A friend once told me, “You don’t feel American. Even your kids feel European.”
And surprisingly, that helped something click into place.
In our home, we cook real food.
We drink water.
We read.
We have silence.
We have music.
We go to bed at a reasonable time.
Screens are limited because science already tells us what constant stimulation does to young nervous systems.
None of this is extreme, but culturally it now feels unusual.
Some of my daughter’s friends called us an “ingredient household.” It is an online term for families who are apparently too wholesome for modern culture.
What are people eating for supper?
The extremism in dating matches the extremism in lifestyle. The boundaries I had to set often felt wild, even though they were basic, grounded expectations.
Please do not be emotionally entangled with your ex-spouse.
Please do not take weekend trips with your female best friend while calling it “normal.”
Please do not shrink when I am offered something meaningful in my work.
Please do not assume my friendships or passions are threats.
In most of the world, these boundaries are completely normal. But here, they sometimes feel radical.
Two Forms of Repression
We have mistaken performance for intimacy.
We have mistaken extremes for expression.
On one side, we have exaggerated sexuality, open relationships, and on-demand dating.
On the other hand, we have rigid conservatism that shames desire itself.
Neither reflects real erotic presence.
Real erotic energy is quiet and alive. It is depth, not novelty. It is the sweet, grounded feeling of being met, not the spectacle of being watched.
As Anaïs Nin wrote, “Atrophy of feeling creates harm.” And that is increasingly clear.
We are overstimulated and under-touched. We talk about trauma constantly, yet struggle to actually feel each other.
Even kink, for many people, has become more about performance than sensation. More about trying to reach connection through edges rather than through presence.
My Female Clients Are Not Repressed
The women I work with are not repressed. They are artists, thinkers, travelers, professionals, mothers, deeply embodied people. They enjoy connection, polarity, tension, and attraction.
They are not afraid of intimacy. They are not ashamed of desire. They do not dislike men. They simply do not resonate with emotional dynamics that feel extreme, disconnected, or reactive.
Their standards are not high. They are healthy.
And many would rather stay single than become someone’s placeholder until he stops being afraid of himself.
The Real Breakthrough
For a long time, I tried to adjust to these extremes.

- - -

■ EXPLORE THE MATERIAL ■
• 1. Transcribe the essay's words, everything from "In our home, we" down to "basic, grounded expectations.".
• 2. Answer these about the essay:
(a) What term did some of the daughter's friends use for the family?
(b) Which line from Anaïs Nin does the essay quote?
(c) What would many of the women rather do than become someone's placeholder?
• 3. Write the next part of the essay, going on from its last sentence.

■ STORED DATA ■

- - -

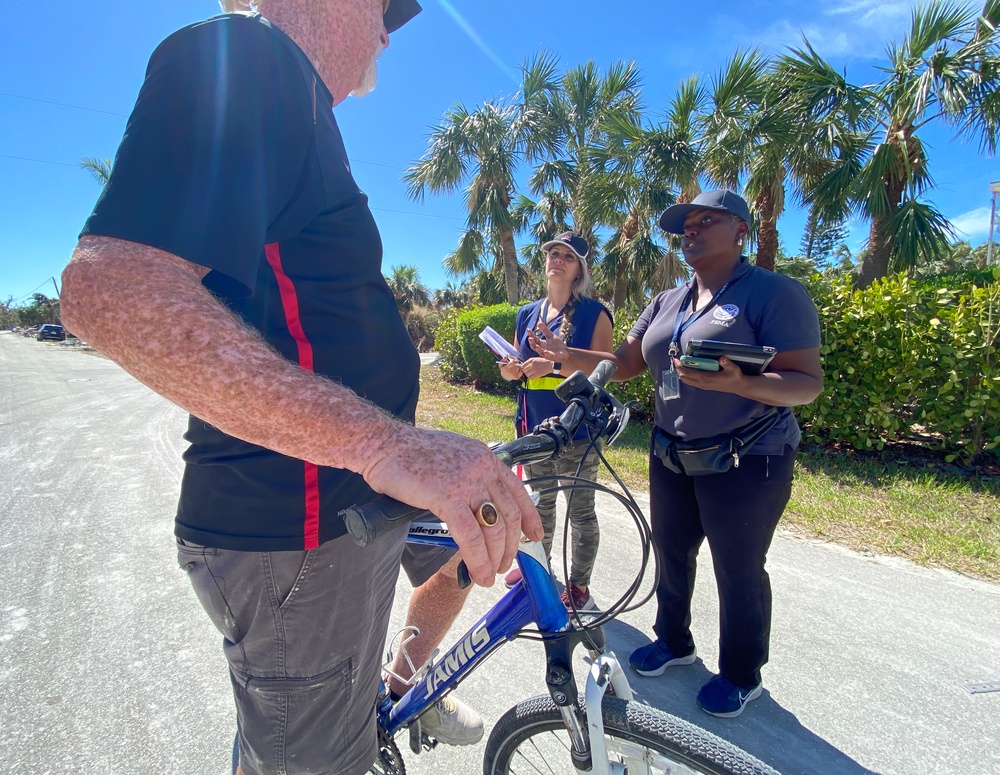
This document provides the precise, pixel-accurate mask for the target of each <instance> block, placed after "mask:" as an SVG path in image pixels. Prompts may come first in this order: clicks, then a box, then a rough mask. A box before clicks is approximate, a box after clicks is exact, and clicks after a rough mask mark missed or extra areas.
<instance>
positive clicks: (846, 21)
mask: <svg viewBox="0 0 1000 775" xmlns="http://www.w3.org/2000/svg"><path fill="white" fill-rule="evenodd" d="M919 4H920V0H886V1H885V2H883V1H881V0H845V1H844V2H841V3H838V4H837V5H834V6H832V7H831V6H826V7H822V6H821V8H820V9H819V14H818V16H812V15H811V18H808V19H807V18H796V19H788V18H786V19H777V20H775V21H774V22H773V23H772V24H770V25H769V26H768V27H767V28H766V29H764V30H763V31H761V32H760V33H758V34H756V35H755V36H754V37H755V41H754V42H755V43H759V44H760V45H762V46H763V47H764V48H765V49H770V50H772V51H780V50H783V49H785V48H786V47H798V46H800V45H801V44H802V38H803V37H805V38H806V39H807V40H808V41H809V43H810V44H812V47H813V48H814V49H816V51H817V52H818V53H819V54H820V55H821V56H823V57H824V58H834V59H837V58H855V57H856V58H861V59H882V58H883V57H884V55H885V49H886V46H887V45H888V44H891V43H893V42H898V41H901V40H902V39H903V37H904V36H905V35H906V33H907V31H908V30H909V28H910V19H911V17H912V14H913V9H914V8H916V7H917V6H918V5H919ZM801 7H803V8H805V6H801ZM805 13H806V12H805V11H803V17H804V16H805Z"/></svg>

- - -

■ RESPONSES BY ITEM NUMBER ■
• 1.
In our home, we cook real food.
We drink water.
We read.
We have silence.
We have music.
We go to bed at a reasonable time.
Screens are limited because science already tells us what constant stimulation does to young nervous systems.
None of this is extreme, but culturally it now feels unusual.
Some of my daughter’s friends called us an “ingredient household.” It is an online term for families who are apparently too wholesome for modern culture.
What are people eating for supper?
The extremism in dating matches the extremism in lifestyle. The boundaries I had to set often felt wild, even though they were basic, grounded expectations.

• 2.
(a) An "ingredient household."
(b) "Atrophy of feeling creates harm."
(c) Stay single.

• 3.
I listened to men recount their entire romantic histories. I tried to be accommodating. I minimized my work. I sat in dynamics that did not challenge or nourish me.
Eventually, I assumed my discomfort must come from past trauma. But looking back, it was not trauma speaking. It was truth. It was my own turn-off telling me something was not aligned.
The culture had shifted far enough that grounded presence now reads as unusual.
You Are Not Crazy
I tell my clients this often: “You are not crazy. The culture is intense.”
There are emotionally healthy people out there, but you cannot find them when you are entangled with extremes. Let the extreme ones drift sideways. Make space for something steadier.
If dating here feels confusing, expand your world. Date internationally. Date younger if you meet someone emotionally present. Emotional maturity is not age dependent.
America is not the entire world.
The Real Rebellion Is Embodiment of Human Emotion
I take care of my body. I am 43. I don’t want to be pushed into the extremes this culture gives women: performing youth or disappearing with age. I just want to feel like myself.
I want a life that feels good, grounded, and human. A life where my relationships add something real. Where my work helps people. Where I can be responsible for my inner world and still enjoy small pleasures like Netflix or too many croissants on vacation.
We lose the plot when we mistake genuine emotion for repression. Real sexuality is quiet and alive. It does not need performance or permission. It needs presence.
America, steady yourself.
Step back from the noise.
Go on a walk.
Do the dishes.
Feel something real.
Come over for Sunday supper. I’ll teach you how to snap beans and play cards.